INSTRUCTIONS TO FOLLOW
Edit the lines below, changing each "pixel coordinates" to "pixel positions" and leaving everything else as it is.

#### TASK DATA

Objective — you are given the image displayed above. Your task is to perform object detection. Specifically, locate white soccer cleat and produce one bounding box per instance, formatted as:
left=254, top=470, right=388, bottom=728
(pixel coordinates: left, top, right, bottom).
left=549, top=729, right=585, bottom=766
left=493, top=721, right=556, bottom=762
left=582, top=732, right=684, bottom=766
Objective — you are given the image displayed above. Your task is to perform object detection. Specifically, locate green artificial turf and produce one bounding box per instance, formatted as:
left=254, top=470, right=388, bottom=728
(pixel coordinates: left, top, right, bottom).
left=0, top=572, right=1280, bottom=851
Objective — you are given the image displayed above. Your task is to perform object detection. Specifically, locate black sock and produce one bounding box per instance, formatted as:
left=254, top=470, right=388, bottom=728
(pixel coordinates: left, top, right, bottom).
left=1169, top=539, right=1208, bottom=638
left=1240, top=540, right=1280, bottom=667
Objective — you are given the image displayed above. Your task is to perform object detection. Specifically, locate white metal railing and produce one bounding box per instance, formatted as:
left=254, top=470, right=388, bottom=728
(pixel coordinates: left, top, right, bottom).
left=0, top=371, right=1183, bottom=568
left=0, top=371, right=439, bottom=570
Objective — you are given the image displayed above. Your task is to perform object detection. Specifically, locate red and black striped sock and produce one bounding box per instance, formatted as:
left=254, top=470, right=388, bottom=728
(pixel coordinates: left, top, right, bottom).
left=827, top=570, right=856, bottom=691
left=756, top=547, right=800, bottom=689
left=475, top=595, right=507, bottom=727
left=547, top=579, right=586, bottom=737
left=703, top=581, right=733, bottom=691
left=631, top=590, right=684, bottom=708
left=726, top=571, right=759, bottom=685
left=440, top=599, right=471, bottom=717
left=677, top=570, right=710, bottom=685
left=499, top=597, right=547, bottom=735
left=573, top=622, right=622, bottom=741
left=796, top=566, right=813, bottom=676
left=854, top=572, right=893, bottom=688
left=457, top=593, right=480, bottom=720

########

FULL SOLUTION
Objective — you are given the image displayed above. Your task is to perform object detection. Specifically, locate white soccer cleat and produce one bounding box per instance, formatted as:
left=254, top=470, right=388, bottom=728
(pixel positions: left, top, right, bottom).
left=549, top=729, right=585, bottom=766
left=493, top=721, right=556, bottom=762
left=582, top=732, right=684, bottom=766
Objective — you are given the image displayed above. Your task is to perform object detection. Specifically, locate green artificial turf and produce one bounding box per instance, formatted as:
left=254, top=470, right=388, bottom=728
(pixel positions: left, top, right, bottom).
left=0, top=572, right=1280, bottom=851
Objective — you are given the image displayed above. Your task is to perform object detection. Specifically, locate black sock and produce one bounding box per instance, formatted as:
left=254, top=470, right=388, bottom=728
(pixel positions: left, top, right, bottom).
left=1169, top=539, right=1208, bottom=638
left=1240, top=540, right=1280, bottom=667
Objective — you are given the image displayed above. Your task is to perform object detection. Specifically, locate white metal railing and produce one bounding box per instance, formatted as:
left=254, top=470, right=388, bottom=728
(pixel positions: left, top, right, bottom).
left=0, top=371, right=1183, bottom=568
left=0, top=371, right=439, bottom=570
Objective — you are given the image displayed above. Your task is to perform object detection. Specifically, locate red and black striped sock and produce one bounding box per instance, formatted as:
left=254, top=470, right=388, bottom=728
(pixel positions: left, top, right, bottom).
left=827, top=570, right=856, bottom=691
left=756, top=547, right=800, bottom=689
left=475, top=595, right=507, bottom=727
left=547, top=579, right=586, bottom=737
left=703, top=581, right=733, bottom=691
left=631, top=590, right=684, bottom=708
left=726, top=571, right=759, bottom=685
left=440, top=599, right=471, bottom=717
left=677, top=570, right=710, bottom=685
left=499, top=597, right=547, bottom=735
left=573, top=622, right=622, bottom=741
left=796, top=566, right=813, bottom=676
left=854, top=572, right=893, bottom=688
left=457, top=593, right=480, bottom=720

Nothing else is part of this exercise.